— begin DOCUMENT SECTION —

In response to my cri de coeur, Paul asks a complex and interesting question, which I
shall try to address. Here is what he
has to say:
"On several occasions you've mentioned that
long work has led you to conclude that there is no neutral pou sto from which,
by rational deliberation alone, we can decide the appropriate principles of
distributive justice on which to base a social order. As a consequence, you
maintain that the most fundamental decision each of us makes in life is our
choice of comrades. My own theory of justice is a not very coherent kitchen
table blend of Rawls, Lomasky and some luck egalitarianism. As I approach
retirement I sometimes think that I should spend some time sharpening it up but
suspect that my untutored efforts would not leave me with any great
satisfaction. I'm interested in your reflections on choice of comrades. Can
this sort of choice be usefully placed on a spectrum which might have a
Kierkegaardian choice on one end and a Benthamite calculus on the other - or
does that sort of characterization of the choice miss something important? Do
you think that ultimately incomplete or unsatisfying theories of justice are
important guides to or constraints on the choice?"

— end DOCUMENT SECTION —
— begin ENTRIES PROVIDED —

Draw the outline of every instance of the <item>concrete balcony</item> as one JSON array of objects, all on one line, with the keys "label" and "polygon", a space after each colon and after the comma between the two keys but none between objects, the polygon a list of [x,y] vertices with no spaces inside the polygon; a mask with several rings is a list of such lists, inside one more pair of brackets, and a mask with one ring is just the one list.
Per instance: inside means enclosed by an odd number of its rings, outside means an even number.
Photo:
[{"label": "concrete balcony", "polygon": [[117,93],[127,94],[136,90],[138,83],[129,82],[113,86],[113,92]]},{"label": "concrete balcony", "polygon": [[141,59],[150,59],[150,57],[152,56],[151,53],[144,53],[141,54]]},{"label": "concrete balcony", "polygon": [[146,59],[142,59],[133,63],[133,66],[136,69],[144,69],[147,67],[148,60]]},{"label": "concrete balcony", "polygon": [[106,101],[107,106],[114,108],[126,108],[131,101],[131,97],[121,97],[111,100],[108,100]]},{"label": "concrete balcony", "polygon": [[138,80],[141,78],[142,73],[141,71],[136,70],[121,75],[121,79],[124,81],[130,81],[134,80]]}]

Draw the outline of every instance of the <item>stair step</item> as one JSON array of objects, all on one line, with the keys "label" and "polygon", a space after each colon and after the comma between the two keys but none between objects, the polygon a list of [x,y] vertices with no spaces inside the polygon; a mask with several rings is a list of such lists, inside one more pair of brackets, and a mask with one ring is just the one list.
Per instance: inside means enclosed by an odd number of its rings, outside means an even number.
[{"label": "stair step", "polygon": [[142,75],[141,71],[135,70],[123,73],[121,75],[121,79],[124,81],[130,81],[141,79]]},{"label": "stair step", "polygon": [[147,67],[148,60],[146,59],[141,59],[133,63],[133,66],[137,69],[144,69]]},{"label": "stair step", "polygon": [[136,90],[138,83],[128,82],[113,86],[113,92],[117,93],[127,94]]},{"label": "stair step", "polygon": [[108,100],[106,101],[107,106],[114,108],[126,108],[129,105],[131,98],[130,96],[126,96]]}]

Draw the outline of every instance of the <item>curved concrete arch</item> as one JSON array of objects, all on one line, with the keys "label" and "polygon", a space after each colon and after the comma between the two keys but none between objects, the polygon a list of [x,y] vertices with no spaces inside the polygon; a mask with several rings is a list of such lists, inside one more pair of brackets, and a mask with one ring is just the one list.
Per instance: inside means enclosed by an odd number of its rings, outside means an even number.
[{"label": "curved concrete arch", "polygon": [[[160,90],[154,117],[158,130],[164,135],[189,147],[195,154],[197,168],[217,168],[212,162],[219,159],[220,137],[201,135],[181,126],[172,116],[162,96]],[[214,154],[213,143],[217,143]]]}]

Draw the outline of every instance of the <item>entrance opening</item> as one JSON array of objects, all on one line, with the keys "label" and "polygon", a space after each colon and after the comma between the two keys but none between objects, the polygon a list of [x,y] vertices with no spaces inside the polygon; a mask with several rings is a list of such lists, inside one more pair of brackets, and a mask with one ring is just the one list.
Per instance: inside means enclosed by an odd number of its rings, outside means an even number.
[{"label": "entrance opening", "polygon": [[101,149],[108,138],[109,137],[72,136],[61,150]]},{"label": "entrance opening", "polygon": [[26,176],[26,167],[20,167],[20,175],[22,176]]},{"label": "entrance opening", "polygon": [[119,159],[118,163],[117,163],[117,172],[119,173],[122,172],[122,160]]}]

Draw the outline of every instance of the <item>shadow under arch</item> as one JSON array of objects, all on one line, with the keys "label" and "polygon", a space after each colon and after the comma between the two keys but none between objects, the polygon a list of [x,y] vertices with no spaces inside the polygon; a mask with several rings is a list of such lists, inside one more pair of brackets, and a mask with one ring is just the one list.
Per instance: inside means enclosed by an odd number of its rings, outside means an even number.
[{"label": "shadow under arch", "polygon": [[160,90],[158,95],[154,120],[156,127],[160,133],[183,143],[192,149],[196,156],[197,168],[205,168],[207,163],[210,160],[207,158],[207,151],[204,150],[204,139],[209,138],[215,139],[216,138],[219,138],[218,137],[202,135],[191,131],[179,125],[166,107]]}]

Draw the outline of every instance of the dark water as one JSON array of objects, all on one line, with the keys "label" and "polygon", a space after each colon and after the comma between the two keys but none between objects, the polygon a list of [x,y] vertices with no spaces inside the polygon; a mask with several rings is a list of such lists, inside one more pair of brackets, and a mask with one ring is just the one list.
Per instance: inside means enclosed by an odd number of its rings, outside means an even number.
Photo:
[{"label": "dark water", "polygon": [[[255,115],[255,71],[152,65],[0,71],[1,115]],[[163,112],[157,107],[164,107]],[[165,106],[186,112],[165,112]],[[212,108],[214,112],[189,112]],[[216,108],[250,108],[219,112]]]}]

— end ENTRIES PROVIDED —

**TASKS AND EXERCISES**.
A: According to the passage on distributive justice, what does Paul say his own theory of justice is a blend of?
B: Copy out everything in the records from the line containing "Draw the outline of every instance of the dark" down to the end of the records, unchanged.

**ANSWERS TO THE EXERCISE**.
A: Rawls, Lomasky and some luck egalitarianism.

B:
Draw the outline of every instance of the dark water as one JSON array of objects, all on one line, with the keys "label" and "polygon", a space after each colon and after the comma between the two keys but none between objects, the polygon a list of [x,y] vertices with no spaces inside the polygon; a mask with several rings is a list of such lists, inside one more pair of brackets, and a mask with one ring is just the one list.
Per instance: inside means enclosed by an odd number of its rings, outside means an even number.
Photo:
[{"label": "dark water", "polygon": [[[255,115],[255,71],[152,65],[0,71],[1,115]],[[163,112],[157,107],[164,107]],[[165,106],[186,112],[165,112]],[[212,108],[214,112],[189,112]],[[216,108],[250,108],[219,112]]]}]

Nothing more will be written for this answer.